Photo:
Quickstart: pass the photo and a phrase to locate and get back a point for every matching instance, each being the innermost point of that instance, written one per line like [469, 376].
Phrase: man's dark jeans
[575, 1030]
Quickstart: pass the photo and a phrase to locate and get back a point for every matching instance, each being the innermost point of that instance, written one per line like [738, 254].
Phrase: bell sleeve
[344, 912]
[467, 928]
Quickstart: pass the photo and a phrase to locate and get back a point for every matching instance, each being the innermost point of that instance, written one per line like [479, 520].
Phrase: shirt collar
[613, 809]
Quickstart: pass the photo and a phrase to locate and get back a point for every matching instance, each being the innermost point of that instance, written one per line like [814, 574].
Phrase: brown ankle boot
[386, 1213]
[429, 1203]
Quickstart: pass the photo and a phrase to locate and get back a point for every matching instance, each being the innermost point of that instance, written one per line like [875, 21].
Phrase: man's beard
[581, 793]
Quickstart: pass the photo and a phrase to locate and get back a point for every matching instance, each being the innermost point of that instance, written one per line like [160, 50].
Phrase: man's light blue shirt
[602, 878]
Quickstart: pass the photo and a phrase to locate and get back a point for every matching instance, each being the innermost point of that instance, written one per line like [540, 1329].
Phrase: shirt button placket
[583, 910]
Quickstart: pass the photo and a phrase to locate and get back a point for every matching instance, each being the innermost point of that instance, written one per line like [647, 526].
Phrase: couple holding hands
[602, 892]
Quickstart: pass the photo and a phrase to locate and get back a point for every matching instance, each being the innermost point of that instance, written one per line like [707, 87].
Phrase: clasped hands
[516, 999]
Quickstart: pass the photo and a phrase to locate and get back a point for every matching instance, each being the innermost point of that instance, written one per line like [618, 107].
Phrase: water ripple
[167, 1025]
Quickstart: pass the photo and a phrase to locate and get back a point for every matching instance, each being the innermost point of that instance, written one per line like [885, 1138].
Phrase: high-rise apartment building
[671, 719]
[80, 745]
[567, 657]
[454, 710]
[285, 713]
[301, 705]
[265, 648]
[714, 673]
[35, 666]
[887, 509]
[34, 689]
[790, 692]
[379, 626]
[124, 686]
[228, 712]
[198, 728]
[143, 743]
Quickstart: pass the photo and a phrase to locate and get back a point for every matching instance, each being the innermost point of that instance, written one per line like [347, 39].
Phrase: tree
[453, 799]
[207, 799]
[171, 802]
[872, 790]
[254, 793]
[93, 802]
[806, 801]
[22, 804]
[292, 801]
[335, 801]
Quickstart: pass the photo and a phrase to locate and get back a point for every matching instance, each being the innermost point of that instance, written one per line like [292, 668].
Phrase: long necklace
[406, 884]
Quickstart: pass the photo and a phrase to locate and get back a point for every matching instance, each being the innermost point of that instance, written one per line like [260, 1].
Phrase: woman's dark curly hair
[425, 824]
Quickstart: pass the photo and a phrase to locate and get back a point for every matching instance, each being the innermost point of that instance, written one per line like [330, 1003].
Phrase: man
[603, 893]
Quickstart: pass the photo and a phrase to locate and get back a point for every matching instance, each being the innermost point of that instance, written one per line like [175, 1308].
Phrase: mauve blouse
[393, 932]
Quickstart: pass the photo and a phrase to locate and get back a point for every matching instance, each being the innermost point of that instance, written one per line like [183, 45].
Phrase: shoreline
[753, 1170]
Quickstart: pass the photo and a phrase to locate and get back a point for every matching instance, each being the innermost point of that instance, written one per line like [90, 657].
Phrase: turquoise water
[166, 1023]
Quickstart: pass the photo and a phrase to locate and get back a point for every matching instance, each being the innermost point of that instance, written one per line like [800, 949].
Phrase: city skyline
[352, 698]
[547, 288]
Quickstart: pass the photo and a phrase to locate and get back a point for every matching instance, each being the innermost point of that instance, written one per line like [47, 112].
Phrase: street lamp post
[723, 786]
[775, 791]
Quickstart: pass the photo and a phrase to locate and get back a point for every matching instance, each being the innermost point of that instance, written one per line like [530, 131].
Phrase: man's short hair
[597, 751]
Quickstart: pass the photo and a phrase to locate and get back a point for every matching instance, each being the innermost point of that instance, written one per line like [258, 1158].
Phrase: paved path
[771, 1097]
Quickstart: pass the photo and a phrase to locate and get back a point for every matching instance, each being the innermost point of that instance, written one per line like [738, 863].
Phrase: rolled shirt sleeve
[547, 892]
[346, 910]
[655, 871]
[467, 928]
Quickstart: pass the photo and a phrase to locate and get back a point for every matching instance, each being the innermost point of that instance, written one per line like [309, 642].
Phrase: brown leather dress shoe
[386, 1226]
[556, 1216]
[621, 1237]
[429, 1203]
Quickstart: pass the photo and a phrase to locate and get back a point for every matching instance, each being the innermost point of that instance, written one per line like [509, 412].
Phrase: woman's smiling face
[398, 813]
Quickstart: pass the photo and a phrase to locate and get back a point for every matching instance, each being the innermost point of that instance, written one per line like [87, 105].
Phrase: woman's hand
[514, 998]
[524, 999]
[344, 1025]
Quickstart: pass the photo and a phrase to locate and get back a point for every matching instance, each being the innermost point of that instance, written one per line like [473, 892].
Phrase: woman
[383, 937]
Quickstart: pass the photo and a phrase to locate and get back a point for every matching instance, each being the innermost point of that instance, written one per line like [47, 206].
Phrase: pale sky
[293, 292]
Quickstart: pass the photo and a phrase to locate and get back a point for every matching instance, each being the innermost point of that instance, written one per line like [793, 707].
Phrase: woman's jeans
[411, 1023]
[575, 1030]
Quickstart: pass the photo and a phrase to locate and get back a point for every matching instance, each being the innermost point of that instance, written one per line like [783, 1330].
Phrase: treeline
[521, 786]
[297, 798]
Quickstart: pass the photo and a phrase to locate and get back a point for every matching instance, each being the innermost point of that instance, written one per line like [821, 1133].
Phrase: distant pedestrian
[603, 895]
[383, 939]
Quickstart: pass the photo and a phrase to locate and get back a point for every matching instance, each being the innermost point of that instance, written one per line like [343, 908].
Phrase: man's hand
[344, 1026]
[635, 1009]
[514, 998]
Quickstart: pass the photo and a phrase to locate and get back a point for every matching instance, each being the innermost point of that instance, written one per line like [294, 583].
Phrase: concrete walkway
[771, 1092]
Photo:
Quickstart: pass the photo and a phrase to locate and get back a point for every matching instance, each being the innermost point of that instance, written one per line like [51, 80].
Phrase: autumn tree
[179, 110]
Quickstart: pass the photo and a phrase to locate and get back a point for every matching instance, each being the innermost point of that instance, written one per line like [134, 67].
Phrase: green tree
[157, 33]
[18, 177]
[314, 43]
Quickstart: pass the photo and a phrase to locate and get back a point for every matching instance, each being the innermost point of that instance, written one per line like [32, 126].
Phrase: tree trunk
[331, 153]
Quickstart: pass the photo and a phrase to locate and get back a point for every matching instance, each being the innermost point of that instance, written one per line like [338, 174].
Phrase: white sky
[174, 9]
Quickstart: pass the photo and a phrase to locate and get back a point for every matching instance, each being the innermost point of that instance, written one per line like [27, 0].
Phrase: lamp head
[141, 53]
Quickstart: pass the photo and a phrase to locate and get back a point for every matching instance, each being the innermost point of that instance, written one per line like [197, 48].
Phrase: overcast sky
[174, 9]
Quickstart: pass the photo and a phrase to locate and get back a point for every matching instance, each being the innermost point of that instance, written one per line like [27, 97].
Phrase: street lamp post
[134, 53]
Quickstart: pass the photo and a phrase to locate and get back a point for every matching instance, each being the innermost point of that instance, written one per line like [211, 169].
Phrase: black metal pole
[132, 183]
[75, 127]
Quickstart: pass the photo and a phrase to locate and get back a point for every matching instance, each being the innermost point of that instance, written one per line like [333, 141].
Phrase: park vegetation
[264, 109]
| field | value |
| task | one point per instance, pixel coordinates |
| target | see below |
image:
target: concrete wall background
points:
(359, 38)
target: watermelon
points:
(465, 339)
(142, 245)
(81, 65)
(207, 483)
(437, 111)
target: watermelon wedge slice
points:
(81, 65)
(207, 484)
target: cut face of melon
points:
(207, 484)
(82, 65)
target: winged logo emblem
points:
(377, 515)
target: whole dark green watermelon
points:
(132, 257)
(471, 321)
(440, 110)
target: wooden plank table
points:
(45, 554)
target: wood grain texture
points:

* [WHAT THE TASK REQUIRES]:
Show me all lines in the records that contain "watermelon".

* [EXPECTED ANSWER]:
target: watermelon
target: watermelon wedge slice
target: whole dark green watermelon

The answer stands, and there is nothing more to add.